**What the task asks:** From the article below on selling a business, reproduce word for word the passage starting with "- What method" and going on through "is that, exactly?".

**Source extract:**
'''
How To Sell Your Business For a 7x Multiple
Selling your business is a difficult, time-consuming, but ultimately extremely rewarding task. To ensure you sell the business for the price you want, you'll need to understand how business valuations are made, and the steps you can take to increase that valuation.
But we should start this off by saying there is no quick and easy way to do this, there's no silver bullet to a 7x multiplier. However, by following the advice we share below, you can give yourself the best chance of achieving the sale you want.
- What method of valuing a business is best?
There are several methods for valuing a business. The most commonly used method is the Multiple of Earnings, so we will focus on this method in this article.
But what is that, exactly?
The multiple of earning method applies a given multiple, at which companies like yours are sold, to EBITDA (Earnings Before Interest, Tax, Depreciation and Amortization) .
- Determine the valuation multiple for your business.
We're often asked what is the rule of thumb multiple for valuing a business, and our response is there isn't one. In our experience, each business is unique. They may sell similar products, but their methods will often differ, the quality of their management teams will differ, and their goals, ambitions, and how much the business relies on its owner will also differ.
So, it's very difficult to come up with a "one-size-fits-all" formula to produce a valuation.
'''
Dataset items:
'''
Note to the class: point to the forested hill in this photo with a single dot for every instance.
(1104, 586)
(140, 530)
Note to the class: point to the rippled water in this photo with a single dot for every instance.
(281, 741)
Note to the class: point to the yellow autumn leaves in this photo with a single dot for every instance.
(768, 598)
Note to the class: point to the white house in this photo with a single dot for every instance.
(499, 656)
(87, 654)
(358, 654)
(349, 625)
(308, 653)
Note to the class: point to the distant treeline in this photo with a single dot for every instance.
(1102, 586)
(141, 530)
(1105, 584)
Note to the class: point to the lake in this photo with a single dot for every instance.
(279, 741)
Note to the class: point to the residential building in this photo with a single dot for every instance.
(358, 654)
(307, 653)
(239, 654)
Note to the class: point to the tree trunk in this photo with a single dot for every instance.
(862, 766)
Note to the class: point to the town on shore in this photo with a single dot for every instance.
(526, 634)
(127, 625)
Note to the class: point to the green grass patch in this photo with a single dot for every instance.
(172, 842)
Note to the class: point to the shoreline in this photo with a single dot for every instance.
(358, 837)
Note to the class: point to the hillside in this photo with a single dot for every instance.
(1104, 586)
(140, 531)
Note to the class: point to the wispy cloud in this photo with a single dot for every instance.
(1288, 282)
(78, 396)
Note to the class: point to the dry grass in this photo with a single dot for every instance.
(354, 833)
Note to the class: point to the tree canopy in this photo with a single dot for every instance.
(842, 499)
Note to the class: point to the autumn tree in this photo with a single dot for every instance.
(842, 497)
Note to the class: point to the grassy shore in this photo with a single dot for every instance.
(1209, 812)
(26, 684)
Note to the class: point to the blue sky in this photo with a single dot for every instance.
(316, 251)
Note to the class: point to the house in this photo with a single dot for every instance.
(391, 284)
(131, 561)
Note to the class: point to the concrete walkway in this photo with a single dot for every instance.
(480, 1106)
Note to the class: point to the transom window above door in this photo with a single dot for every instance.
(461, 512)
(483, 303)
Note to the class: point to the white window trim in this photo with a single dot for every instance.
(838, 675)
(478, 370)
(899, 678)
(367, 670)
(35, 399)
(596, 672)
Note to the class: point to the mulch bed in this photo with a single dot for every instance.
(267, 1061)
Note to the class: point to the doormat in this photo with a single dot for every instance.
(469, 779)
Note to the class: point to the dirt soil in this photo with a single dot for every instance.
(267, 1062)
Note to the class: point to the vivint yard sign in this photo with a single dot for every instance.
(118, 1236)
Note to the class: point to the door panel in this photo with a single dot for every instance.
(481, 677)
'''
**Exercise result:**
- What method of valuing a business is best?
There are several methods for valuing a business. The most commonly used method is the Multiple of Earnings, so we will focus on this method in this article.
But what is that, exactly?